Written request: Write out every row below again, requests included, shifting each x and y point coordinate in the answers by -15. Leave the pictures out.

(Items listed in a dataset)
# # # # # # #
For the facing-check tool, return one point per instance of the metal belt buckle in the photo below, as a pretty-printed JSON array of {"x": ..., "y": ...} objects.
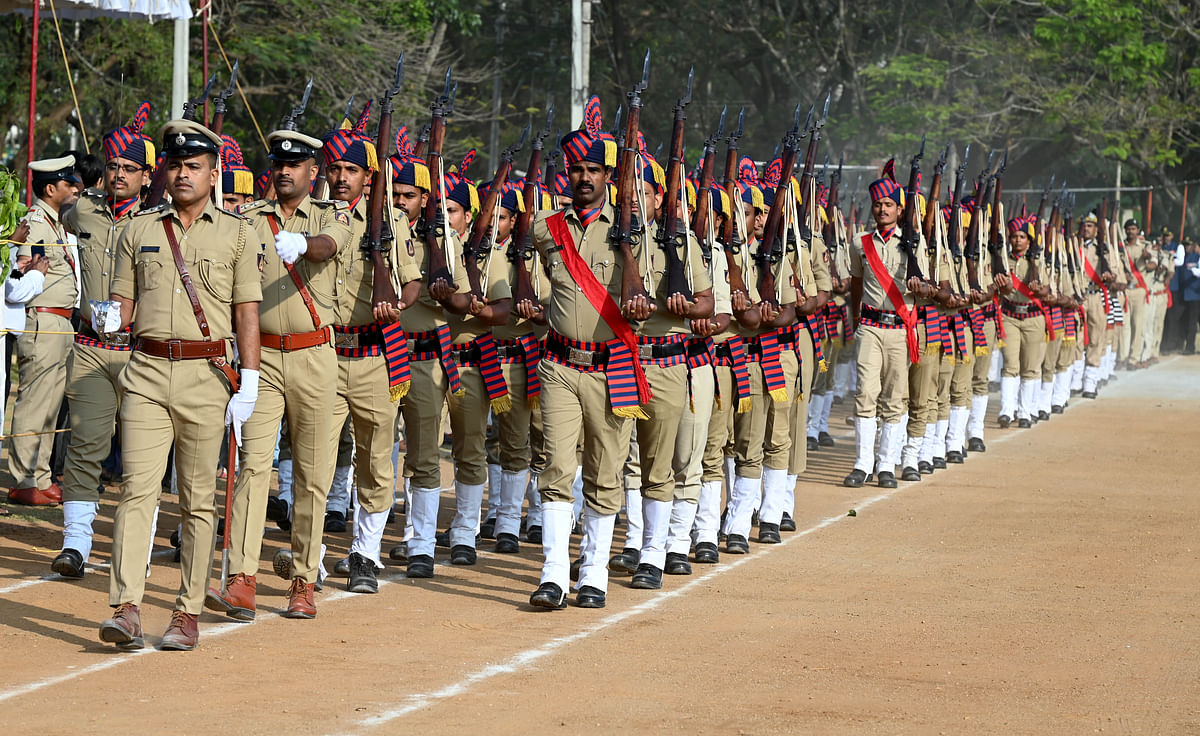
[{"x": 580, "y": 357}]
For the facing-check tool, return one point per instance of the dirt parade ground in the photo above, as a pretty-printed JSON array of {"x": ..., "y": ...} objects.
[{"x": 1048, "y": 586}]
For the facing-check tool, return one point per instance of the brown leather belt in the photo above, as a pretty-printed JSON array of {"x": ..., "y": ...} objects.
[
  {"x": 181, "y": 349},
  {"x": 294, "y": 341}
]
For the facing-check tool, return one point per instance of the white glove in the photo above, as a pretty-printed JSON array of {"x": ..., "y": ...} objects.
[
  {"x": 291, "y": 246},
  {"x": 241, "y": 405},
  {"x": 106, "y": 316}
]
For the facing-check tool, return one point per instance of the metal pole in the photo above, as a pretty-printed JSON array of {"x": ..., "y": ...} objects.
# # # # # # #
Response to this task:
For the facing-check tool, return one point per instance of the metal belt buckle in the photo below, as a pretty-printed JSON array of {"x": ..., "y": ...} objects.
[{"x": 565, "y": 342}]
For the facing-check tool, return one point per instance of the dirt parade ground in the photo above, as a pretty-printed JSON array of {"x": ..., "y": ...} objects.
[{"x": 1033, "y": 571}]
For the facing-check tool, return one point per instance of the brown leather belt in the photo above, as a pretty-printed JSON array of {"x": ..., "y": ...} objects.
[
  {"x": 166, "y": 334},
  {"x": 279, "y": 326}
]
For the facing-check tool, return one point per instance of the white glove in the photo above, as a pretty-printed JSON array of {"x": ..., "y": ...} objects.
[
  {"x": 276, "y": 231},
  {"x": 226, "y": 390},
  {"x": 91, "y": 301}
]
For the facing-check tool, return one point per instance of the metal pole in the photo above, as a pretty-printed JSON array of {"x": ..., "y": ...} objects.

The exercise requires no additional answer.